▸ **Given task**: Locate every line in the records below that contains the string "grass", then copy each of those lines.

▸ **Excerpts of bounding box data**:

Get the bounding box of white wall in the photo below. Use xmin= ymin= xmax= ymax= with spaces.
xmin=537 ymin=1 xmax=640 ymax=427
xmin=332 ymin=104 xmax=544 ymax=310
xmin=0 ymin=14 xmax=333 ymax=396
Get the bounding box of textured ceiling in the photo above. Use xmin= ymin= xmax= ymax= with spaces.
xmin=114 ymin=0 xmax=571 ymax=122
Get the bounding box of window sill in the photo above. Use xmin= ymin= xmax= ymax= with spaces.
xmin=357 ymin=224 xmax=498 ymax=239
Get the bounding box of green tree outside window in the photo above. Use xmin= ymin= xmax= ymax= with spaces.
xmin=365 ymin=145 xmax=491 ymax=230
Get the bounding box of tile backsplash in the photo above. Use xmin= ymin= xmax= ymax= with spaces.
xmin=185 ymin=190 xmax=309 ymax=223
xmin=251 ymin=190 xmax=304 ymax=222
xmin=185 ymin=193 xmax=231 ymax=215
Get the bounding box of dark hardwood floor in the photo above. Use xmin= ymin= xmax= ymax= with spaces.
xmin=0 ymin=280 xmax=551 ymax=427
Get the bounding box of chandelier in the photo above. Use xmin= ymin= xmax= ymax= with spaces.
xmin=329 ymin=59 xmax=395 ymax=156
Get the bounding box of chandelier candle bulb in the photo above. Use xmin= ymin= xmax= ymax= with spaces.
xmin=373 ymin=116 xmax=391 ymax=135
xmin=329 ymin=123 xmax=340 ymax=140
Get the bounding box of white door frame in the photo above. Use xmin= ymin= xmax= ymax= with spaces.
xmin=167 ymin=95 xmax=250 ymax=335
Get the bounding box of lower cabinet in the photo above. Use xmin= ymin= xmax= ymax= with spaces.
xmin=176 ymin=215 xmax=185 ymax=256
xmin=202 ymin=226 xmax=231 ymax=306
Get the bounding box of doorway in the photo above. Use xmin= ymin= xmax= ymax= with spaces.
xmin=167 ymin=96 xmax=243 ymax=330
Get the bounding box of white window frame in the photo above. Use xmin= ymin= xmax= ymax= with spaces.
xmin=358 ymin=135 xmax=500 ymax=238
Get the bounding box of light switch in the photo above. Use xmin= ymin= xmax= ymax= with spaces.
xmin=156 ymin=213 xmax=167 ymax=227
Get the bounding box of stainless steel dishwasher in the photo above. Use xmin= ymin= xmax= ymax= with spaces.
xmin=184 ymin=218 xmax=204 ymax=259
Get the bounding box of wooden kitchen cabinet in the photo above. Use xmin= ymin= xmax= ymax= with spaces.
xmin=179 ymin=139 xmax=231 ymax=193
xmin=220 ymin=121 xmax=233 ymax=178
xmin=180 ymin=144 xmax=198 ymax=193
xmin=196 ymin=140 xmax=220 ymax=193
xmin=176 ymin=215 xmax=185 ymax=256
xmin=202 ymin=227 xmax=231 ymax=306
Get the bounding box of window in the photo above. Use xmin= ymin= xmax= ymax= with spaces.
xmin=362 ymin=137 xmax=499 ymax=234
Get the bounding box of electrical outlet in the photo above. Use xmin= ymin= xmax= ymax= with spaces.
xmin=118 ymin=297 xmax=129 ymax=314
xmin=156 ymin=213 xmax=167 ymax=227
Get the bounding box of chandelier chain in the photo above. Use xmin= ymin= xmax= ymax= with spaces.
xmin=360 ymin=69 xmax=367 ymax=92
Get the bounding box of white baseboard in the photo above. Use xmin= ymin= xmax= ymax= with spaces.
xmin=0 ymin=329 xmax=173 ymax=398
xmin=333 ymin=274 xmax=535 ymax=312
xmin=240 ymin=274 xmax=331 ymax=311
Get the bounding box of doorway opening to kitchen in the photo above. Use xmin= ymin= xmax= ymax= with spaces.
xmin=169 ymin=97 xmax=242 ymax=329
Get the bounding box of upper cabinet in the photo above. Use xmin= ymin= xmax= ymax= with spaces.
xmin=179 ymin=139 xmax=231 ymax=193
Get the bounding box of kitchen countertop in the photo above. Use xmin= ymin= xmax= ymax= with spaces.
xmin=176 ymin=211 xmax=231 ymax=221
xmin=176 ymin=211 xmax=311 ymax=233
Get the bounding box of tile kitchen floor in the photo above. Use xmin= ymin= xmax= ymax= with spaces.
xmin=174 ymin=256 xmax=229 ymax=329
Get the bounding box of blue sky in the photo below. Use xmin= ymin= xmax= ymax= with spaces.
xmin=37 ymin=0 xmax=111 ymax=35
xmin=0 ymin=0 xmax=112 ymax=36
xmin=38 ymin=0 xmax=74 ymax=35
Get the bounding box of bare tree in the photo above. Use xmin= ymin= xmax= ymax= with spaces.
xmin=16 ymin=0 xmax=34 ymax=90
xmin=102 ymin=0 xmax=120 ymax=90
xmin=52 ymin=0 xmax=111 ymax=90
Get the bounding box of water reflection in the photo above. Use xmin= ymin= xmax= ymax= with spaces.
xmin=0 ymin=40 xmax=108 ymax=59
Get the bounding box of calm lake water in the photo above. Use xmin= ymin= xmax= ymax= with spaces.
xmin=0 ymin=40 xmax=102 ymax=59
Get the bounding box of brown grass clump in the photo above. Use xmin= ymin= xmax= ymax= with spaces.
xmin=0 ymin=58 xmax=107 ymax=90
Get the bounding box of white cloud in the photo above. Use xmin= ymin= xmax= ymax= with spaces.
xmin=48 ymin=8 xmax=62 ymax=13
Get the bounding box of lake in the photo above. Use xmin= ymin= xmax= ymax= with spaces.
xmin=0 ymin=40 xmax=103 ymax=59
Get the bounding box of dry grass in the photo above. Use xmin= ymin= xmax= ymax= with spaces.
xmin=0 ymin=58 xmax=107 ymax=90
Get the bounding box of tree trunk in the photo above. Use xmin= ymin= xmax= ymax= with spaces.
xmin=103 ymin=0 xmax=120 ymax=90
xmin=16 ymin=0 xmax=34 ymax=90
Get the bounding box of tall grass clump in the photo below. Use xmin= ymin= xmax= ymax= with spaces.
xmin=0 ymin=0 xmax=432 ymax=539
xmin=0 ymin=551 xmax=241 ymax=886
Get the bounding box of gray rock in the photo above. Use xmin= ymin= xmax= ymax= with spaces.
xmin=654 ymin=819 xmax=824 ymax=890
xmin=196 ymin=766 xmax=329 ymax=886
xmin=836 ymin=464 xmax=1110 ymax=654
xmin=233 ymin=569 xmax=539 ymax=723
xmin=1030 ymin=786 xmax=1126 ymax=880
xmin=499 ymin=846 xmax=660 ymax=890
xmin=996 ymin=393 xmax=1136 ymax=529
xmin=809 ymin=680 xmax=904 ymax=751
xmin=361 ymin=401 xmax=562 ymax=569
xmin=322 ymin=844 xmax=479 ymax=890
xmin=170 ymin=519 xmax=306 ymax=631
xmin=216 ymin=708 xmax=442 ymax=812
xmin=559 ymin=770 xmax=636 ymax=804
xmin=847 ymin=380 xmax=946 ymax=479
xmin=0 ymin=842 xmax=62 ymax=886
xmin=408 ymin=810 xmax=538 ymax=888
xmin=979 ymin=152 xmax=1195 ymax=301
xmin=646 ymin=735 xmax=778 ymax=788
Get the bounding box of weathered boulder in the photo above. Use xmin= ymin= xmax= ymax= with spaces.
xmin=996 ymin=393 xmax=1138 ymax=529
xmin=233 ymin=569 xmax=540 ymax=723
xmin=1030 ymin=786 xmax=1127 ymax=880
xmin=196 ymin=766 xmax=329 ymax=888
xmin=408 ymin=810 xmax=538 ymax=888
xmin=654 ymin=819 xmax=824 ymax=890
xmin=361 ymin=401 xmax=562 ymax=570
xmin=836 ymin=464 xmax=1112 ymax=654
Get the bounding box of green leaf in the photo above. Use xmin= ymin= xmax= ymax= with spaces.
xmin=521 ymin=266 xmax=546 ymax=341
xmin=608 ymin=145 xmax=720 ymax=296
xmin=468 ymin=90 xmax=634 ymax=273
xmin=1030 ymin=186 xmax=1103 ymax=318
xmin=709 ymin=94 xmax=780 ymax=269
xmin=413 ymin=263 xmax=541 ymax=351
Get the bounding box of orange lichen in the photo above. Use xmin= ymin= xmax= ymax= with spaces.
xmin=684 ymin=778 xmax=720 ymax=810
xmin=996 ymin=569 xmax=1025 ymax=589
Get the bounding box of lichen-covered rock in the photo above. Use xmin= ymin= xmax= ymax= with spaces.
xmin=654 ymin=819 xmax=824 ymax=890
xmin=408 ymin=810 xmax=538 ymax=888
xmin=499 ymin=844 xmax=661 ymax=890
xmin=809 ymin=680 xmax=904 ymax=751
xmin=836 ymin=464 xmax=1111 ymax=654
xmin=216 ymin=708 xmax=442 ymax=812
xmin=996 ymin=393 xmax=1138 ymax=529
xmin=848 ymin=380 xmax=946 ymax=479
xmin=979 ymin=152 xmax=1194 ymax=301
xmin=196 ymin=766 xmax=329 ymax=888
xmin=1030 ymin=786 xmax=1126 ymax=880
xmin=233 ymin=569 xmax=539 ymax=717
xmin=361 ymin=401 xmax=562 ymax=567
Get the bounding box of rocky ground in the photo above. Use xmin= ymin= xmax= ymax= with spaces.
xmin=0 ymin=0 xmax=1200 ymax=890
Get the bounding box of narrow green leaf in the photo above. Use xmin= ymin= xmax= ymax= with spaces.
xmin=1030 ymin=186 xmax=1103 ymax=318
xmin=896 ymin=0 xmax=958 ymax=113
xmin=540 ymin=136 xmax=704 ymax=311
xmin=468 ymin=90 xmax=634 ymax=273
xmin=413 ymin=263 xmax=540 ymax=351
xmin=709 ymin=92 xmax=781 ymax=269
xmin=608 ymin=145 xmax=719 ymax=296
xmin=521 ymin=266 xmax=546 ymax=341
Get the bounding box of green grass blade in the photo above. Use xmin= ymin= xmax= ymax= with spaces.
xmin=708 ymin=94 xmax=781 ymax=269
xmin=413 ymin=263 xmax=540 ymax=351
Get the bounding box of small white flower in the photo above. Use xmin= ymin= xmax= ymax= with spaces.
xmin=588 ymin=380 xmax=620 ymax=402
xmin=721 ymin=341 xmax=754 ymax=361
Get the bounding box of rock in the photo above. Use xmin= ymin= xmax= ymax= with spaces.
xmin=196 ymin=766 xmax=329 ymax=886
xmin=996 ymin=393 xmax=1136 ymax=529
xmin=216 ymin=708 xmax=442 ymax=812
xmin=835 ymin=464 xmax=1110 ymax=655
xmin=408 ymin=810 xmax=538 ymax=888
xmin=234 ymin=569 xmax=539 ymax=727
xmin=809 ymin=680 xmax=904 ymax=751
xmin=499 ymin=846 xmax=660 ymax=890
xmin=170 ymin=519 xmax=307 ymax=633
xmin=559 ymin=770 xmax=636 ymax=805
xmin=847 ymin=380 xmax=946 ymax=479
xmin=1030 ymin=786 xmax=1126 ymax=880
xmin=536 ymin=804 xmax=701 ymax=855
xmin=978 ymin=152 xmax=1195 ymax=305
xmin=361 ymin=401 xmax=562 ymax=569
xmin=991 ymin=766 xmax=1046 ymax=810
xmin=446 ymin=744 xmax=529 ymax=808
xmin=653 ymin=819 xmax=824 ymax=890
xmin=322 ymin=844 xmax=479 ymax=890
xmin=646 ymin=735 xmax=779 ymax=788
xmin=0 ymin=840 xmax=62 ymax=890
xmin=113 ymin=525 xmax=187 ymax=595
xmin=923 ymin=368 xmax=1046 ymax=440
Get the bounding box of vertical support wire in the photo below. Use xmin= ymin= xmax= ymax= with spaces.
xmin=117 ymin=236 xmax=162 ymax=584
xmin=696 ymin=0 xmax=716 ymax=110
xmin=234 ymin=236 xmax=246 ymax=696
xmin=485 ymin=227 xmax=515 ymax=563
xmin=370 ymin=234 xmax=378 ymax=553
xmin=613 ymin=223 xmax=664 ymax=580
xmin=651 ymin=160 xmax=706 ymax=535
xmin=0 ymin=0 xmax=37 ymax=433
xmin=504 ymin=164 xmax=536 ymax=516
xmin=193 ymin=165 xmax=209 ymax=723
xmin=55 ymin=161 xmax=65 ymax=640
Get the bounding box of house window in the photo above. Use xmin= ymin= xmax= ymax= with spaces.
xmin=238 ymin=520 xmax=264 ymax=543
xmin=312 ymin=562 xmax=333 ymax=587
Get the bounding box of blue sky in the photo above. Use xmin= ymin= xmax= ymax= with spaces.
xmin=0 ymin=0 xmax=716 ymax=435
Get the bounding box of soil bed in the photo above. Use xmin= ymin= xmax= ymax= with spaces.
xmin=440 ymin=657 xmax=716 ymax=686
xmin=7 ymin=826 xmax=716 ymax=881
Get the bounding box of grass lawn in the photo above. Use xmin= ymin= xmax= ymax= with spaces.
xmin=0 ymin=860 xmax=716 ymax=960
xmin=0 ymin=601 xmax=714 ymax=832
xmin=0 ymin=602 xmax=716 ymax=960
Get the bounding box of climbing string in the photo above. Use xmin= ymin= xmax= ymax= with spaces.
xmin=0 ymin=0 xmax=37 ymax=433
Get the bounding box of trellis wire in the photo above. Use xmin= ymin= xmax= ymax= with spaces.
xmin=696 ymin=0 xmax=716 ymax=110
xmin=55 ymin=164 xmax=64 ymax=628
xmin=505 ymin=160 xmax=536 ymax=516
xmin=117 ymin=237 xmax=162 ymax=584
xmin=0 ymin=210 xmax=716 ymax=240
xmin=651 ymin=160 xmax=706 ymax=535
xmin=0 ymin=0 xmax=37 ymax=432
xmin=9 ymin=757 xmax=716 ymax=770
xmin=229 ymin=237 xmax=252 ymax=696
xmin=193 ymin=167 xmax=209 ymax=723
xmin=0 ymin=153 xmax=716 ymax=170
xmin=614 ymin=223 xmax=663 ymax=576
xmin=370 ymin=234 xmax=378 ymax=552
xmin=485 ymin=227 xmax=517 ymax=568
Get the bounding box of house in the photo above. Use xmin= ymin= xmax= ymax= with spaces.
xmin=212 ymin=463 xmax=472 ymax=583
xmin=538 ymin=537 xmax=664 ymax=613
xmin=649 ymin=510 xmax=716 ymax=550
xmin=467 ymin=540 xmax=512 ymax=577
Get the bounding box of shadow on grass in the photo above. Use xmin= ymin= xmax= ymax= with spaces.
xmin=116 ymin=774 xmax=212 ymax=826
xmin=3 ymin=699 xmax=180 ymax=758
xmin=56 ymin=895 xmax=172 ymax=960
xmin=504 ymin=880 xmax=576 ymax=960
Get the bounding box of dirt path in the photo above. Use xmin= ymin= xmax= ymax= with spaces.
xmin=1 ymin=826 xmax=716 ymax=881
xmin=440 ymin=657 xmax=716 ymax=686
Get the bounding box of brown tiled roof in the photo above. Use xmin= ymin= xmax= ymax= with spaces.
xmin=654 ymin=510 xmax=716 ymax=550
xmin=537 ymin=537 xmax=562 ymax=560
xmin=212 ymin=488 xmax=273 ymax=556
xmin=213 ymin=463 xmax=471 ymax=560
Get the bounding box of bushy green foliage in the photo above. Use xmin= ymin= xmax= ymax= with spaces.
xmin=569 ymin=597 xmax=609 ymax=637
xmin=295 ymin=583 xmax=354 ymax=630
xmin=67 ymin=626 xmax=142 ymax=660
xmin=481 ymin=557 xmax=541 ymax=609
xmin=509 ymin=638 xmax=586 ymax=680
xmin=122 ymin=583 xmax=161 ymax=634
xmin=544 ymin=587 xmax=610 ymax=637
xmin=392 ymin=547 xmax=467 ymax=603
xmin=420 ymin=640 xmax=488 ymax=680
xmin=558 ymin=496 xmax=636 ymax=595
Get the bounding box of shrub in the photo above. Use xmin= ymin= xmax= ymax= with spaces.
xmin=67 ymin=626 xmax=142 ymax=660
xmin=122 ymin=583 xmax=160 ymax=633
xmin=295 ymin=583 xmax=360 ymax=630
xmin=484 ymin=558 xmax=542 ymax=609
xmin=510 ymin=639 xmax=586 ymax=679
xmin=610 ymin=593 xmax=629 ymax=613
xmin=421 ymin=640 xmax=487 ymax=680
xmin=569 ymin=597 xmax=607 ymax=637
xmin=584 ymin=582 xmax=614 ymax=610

▸ **The result**:
Get the bounding box of brown grass clump in the photo above. Use xmin= ymin= xmax= ymax= with spaces.
Get the bounding box of dry grass in the photo above. Use xmin= ymin= xmax= ymax= with spaces.
Get the bounding box of tall grass clump in the photo below. Use xmin= ymin= xmax= ymax= with spaces.
Get the bounding box of green grass blade in the photo above. Use xmin= ymin= xmax= ymax= with spaces.
Get the bounding box of grass lawn in the photo above. Use xmin= ymin= xmax= ymax= with spaces.
Get the bounding box of shadow on grass in the photo above. Use xmin= ymin= xmax= ymax= with spaces.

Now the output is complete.